▶ GOAL A: In the report on the Gairloch stabbing, list every place mentioned.
▶ GOAL B: Extend the report on the Gairloch stabbing, picking up after its final sentence.

▶ DOCUMENT EXTRACT:
★ ★ ★

A pensioner who stabbed his friend in the neck after a day spent drinking cider and whisky originally denied the attack and hid the knife in his welly boot.
Former gamekeeper Duncan Mackenzie had phoned his pal to get him a bottle of whisky while he was at the local shop before inviting him into his Gairloch home to share the spirit alongside some tins of cider.
The friends shared drinks in Mackenzie’s one-bed council home throughout the afternoon and well into the evening of January 25 this year.
But things turned sour around midnight when a heated exchange of words between the pair ended in Mackenzie, 71, stabbing his pal.
‘You won’t do it, you are all mouth’
Fiscal depute Robert Weir told Inverness Sheriff Court: “During the altercation, Mackenzie made his way through to his bedroom before returning with a ‘Commando’ style knife. He then put the knife to (his friend’s) throat. (His friend) said: ‘You won’t do it, you are all mouth, you.’
“At this point, Mackenzie stabbed him once to the front centre of his neck.”
His friend had to call for his own ambulance while Mackenzie advised him to happy pressure on the wound to stem the bleeding.

★ ★ ★

▶ RECORDS SHOWN:
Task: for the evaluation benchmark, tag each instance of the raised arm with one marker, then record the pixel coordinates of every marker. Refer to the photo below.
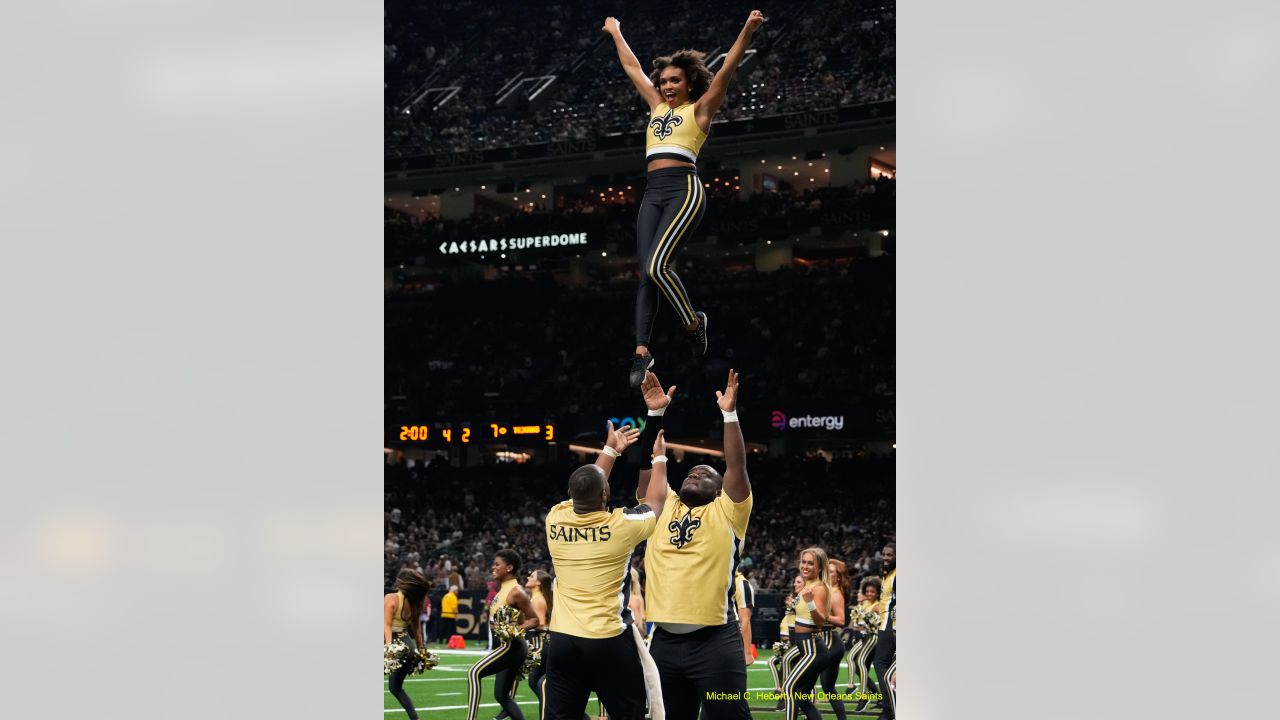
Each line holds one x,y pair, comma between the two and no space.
657,402
631,65
615,442
391,604
656,492
737,487
714,96
817,600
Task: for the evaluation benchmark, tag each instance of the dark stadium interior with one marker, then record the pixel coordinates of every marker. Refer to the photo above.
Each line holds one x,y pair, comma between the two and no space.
492,142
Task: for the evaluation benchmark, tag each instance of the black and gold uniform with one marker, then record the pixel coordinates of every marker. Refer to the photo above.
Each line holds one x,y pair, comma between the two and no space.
672,206
536,639
805,660
860,654
590,646
831,634
886,647
776,669
503,661
401,632
690,564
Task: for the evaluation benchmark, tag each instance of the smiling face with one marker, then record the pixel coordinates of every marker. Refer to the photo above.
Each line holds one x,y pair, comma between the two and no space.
499,568
808,566
673,86
702,484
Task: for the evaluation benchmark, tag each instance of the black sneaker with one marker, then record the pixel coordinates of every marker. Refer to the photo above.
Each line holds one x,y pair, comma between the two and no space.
639,365
698,338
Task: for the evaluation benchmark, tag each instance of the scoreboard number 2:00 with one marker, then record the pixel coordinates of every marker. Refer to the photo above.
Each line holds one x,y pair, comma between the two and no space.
424,432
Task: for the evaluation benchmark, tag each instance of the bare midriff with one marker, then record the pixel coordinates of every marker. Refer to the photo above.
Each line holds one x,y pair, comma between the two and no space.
668,163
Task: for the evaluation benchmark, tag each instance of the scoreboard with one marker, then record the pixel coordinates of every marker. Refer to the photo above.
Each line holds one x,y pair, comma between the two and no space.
448,433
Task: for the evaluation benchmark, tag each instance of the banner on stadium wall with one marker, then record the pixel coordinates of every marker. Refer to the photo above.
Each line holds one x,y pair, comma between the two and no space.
499,245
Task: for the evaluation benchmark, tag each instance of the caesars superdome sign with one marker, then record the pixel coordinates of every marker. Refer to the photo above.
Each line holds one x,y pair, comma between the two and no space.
497,245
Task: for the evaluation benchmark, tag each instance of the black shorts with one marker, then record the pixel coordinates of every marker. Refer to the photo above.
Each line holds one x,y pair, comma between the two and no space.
576,666
703,668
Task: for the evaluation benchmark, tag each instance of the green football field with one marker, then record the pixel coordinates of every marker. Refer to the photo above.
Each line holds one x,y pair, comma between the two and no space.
440,693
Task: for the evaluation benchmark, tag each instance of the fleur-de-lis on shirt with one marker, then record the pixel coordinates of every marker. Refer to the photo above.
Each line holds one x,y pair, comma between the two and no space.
684,529
666,124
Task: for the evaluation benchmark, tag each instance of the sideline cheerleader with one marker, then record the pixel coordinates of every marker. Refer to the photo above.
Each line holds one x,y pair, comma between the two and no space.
682,99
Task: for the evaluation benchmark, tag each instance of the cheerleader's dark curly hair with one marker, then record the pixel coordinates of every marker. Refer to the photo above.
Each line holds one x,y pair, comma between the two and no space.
693,63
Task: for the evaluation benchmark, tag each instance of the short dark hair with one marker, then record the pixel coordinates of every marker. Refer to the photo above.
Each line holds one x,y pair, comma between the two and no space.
585,483
871,582
716,474
510,557
694,64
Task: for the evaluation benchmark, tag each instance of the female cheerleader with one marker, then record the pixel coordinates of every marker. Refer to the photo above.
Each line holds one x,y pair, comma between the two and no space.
789,620
401,610
864,646
542,597
682,99
508,656
808,650
837,578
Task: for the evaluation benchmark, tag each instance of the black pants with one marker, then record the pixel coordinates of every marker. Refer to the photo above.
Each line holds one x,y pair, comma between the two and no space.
504,662
575,666
831,670
886,648
396,684
860,656
672,206
805,659
695,664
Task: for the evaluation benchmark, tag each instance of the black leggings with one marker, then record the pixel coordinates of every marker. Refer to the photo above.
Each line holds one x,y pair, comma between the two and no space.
835,656
672,206
397,680
504,662
805,662
886,656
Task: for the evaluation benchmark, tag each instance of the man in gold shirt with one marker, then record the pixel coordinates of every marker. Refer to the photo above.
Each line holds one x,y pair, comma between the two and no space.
886,647
690,563
449,614
592,645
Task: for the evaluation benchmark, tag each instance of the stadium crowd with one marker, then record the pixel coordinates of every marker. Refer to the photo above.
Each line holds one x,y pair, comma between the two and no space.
451,67
437,514
837,343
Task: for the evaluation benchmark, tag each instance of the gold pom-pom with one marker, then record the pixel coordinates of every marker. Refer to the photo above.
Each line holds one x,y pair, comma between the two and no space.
504,623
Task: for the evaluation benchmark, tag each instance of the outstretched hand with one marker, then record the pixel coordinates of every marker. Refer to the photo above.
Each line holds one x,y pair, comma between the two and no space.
652,390
727,399
622,437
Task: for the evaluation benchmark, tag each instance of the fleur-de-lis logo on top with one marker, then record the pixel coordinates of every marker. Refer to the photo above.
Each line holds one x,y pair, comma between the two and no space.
666,124
684,529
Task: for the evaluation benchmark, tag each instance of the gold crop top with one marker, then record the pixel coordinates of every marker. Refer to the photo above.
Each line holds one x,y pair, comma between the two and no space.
673,133
804,618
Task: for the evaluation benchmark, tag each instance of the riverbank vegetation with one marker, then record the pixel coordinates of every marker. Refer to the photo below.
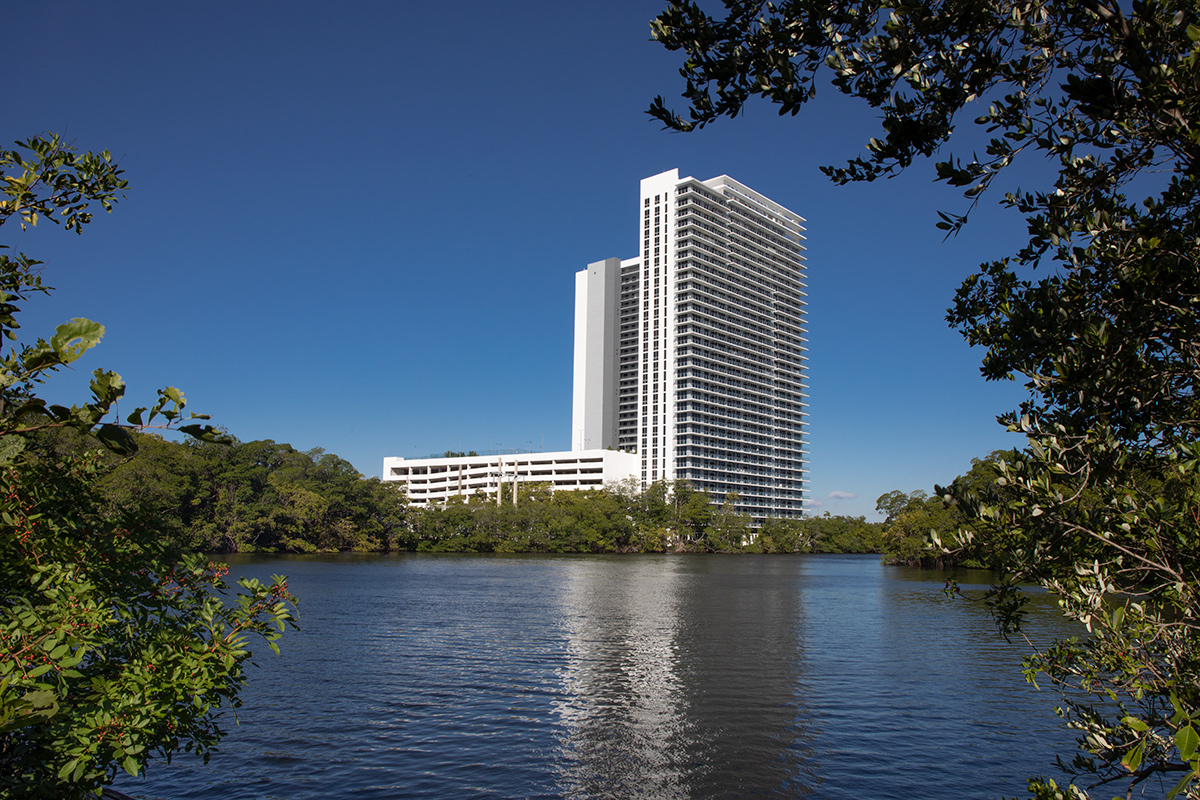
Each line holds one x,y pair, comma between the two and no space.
115,648
264,497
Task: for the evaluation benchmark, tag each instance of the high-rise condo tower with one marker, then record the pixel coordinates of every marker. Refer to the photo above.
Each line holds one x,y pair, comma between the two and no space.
693,354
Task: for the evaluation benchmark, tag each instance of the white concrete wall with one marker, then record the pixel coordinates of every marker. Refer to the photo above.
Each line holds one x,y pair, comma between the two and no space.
594,380
436,480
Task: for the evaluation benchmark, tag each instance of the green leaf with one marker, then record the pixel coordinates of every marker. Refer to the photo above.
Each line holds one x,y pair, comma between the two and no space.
72,338
1132,759
117,439
11,447
1187,740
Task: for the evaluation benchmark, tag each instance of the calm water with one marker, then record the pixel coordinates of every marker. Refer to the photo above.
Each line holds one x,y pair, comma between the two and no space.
631,677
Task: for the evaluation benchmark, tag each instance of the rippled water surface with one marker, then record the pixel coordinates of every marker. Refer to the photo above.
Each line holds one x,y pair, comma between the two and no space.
628,677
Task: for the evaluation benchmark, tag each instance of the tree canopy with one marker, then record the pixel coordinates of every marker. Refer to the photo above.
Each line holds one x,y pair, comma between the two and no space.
1096,310
114,648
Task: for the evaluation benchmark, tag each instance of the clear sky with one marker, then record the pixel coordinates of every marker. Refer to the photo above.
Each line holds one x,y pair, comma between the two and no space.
355,226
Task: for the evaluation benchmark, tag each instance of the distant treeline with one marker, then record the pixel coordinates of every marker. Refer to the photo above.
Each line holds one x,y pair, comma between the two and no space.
270,498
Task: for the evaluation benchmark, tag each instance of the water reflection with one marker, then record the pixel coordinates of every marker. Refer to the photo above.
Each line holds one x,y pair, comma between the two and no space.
640,677
682,679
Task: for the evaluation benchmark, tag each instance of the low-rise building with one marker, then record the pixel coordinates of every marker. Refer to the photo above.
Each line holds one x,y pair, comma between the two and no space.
437,480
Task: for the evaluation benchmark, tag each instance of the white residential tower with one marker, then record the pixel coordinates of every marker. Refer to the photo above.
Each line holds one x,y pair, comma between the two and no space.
693,354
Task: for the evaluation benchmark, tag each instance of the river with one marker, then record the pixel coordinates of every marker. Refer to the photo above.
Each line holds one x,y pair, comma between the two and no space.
629,677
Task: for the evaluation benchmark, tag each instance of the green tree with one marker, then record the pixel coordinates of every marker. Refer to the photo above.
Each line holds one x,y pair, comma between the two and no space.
1097,310
113,649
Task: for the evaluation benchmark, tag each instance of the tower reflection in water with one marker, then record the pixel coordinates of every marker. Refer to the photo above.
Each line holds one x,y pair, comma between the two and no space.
682,680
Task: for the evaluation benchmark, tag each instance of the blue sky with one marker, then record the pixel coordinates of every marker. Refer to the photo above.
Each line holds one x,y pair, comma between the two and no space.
355,226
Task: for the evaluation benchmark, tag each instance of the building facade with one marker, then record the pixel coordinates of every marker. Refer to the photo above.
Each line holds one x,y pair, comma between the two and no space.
438,479
693,353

★ ★ ★

▶ TASK ANSWER A:
- The local shop
- Mackenzie's one-bed council home in Gairloch
- Mackenzie's bedroom
- Inverness Sheriff Court

▶ TASK ANSWER B:
Mr Weir said that an ambulance arrived about 12.30 am where the crew found the victim conscious and holding a heavily bloodstained towel to his neck.
Knife was found hidden in a welly boot
When police arrived at Mackenzie’s house, Mackenzie claimed that his pal had arrived injured at his door.
But police saw blood on the carpet and Mackenzie was arrested. The knife was found hidden in a wellington boot.
Mackenzie’s friend sustained a 2cm-wide wound but it did not require stitching, although a vein had been cut.
Mackenzie, of Gairloch’s Burnside Terrace, admitted assault to injury and danger of life.
Sentencing
Sheriff Eilidh Macdonald deferred sentencing for background reports until August 2, when defence solicitor Duncan Henderson will give a plea in mitigation to the offence.
Mackenzie’s bail was continued.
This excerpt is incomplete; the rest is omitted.